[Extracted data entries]
□ □ □

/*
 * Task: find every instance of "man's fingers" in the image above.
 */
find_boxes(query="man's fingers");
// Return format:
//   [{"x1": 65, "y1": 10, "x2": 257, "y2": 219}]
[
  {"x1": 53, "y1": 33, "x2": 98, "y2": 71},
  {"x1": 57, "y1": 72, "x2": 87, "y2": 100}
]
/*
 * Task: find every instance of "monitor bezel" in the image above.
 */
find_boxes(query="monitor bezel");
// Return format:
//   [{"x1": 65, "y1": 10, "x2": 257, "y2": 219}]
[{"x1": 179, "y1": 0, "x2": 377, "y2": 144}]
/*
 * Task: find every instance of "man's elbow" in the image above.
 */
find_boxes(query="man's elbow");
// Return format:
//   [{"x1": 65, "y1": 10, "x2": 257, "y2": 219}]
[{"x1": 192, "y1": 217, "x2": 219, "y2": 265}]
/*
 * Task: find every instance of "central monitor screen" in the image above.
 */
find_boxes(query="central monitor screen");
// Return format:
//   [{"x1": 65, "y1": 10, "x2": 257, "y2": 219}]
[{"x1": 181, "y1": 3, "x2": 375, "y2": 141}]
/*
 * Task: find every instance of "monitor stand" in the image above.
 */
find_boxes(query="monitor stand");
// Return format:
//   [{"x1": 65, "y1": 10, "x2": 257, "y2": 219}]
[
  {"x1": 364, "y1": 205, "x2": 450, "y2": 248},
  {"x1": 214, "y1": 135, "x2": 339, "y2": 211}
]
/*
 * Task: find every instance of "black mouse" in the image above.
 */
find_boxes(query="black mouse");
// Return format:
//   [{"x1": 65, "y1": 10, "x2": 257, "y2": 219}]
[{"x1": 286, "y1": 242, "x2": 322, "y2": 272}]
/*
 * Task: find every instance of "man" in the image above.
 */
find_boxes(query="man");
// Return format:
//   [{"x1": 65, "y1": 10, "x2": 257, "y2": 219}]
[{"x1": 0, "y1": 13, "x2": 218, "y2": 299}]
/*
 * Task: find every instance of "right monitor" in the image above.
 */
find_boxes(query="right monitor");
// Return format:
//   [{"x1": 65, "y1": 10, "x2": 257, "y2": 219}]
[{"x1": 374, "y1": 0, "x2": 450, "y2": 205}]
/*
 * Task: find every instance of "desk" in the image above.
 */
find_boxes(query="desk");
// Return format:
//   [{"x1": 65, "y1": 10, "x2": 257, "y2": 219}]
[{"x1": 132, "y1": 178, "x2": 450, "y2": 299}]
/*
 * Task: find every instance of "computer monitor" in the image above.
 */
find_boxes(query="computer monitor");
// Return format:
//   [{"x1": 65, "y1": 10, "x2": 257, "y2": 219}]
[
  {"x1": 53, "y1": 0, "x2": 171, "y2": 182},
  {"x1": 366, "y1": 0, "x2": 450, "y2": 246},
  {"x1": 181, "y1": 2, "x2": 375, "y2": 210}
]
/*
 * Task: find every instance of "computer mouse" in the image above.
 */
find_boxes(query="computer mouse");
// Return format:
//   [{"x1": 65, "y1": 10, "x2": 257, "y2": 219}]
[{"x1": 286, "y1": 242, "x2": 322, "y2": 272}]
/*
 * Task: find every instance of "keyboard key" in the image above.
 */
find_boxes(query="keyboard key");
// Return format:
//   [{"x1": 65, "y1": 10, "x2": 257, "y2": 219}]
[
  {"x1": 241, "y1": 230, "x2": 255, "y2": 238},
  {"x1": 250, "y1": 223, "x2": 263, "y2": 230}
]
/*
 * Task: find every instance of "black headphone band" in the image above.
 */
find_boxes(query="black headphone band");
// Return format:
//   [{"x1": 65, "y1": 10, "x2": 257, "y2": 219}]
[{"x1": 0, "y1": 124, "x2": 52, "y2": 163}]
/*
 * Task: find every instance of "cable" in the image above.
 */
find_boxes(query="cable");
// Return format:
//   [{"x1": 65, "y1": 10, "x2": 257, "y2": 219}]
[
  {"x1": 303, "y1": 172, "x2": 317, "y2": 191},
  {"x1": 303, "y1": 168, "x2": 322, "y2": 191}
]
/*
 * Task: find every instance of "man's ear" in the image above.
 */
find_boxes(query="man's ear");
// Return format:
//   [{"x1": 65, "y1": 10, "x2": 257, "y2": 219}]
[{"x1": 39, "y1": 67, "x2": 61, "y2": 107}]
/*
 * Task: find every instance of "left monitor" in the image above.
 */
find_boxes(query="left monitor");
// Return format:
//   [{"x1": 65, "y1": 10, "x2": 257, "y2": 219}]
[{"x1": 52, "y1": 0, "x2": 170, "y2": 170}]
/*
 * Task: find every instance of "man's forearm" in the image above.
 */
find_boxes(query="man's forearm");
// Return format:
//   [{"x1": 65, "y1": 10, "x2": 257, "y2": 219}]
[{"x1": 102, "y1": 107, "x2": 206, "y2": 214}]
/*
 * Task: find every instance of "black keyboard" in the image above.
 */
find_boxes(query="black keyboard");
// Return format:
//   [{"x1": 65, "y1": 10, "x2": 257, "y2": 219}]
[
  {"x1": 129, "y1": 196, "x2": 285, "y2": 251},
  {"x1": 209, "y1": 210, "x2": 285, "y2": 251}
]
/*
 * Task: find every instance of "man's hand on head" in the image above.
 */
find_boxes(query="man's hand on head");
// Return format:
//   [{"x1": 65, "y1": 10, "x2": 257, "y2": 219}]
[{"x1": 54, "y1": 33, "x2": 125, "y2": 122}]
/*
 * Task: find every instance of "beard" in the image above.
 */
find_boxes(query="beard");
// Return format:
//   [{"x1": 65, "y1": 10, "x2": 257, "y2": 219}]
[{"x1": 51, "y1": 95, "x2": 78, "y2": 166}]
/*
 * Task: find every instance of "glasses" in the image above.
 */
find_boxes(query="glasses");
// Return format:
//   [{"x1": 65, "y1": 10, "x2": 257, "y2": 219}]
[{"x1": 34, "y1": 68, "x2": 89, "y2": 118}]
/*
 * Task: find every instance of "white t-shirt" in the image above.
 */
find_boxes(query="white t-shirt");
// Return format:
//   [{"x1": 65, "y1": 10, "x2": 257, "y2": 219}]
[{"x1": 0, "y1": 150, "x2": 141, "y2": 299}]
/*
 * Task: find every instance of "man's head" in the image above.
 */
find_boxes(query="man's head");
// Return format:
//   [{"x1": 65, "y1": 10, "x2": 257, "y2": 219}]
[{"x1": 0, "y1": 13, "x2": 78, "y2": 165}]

□ □ □

Directions: From the entries above, keep only the lines that contain the string "screen". Upper and lower case must match.

Result of the exercise:
 * Task: find every instance of "central monitor screen" in the image above.
find_boxes(query="central monitor screen");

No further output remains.